##### MATÉRIEL

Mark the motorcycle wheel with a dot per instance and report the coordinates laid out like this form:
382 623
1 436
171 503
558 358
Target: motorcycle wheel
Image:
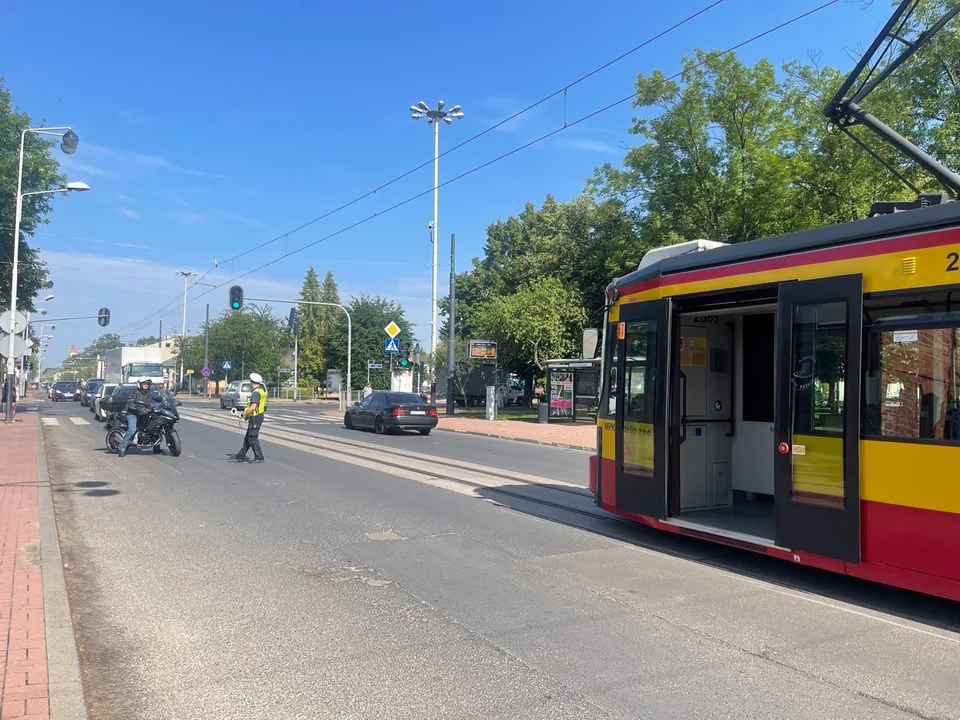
114 438
173 442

##########

Combien de lignes des entrées ci-dessus contiennent le mot « wheel » ? Répondez seulement par ce nombre.

2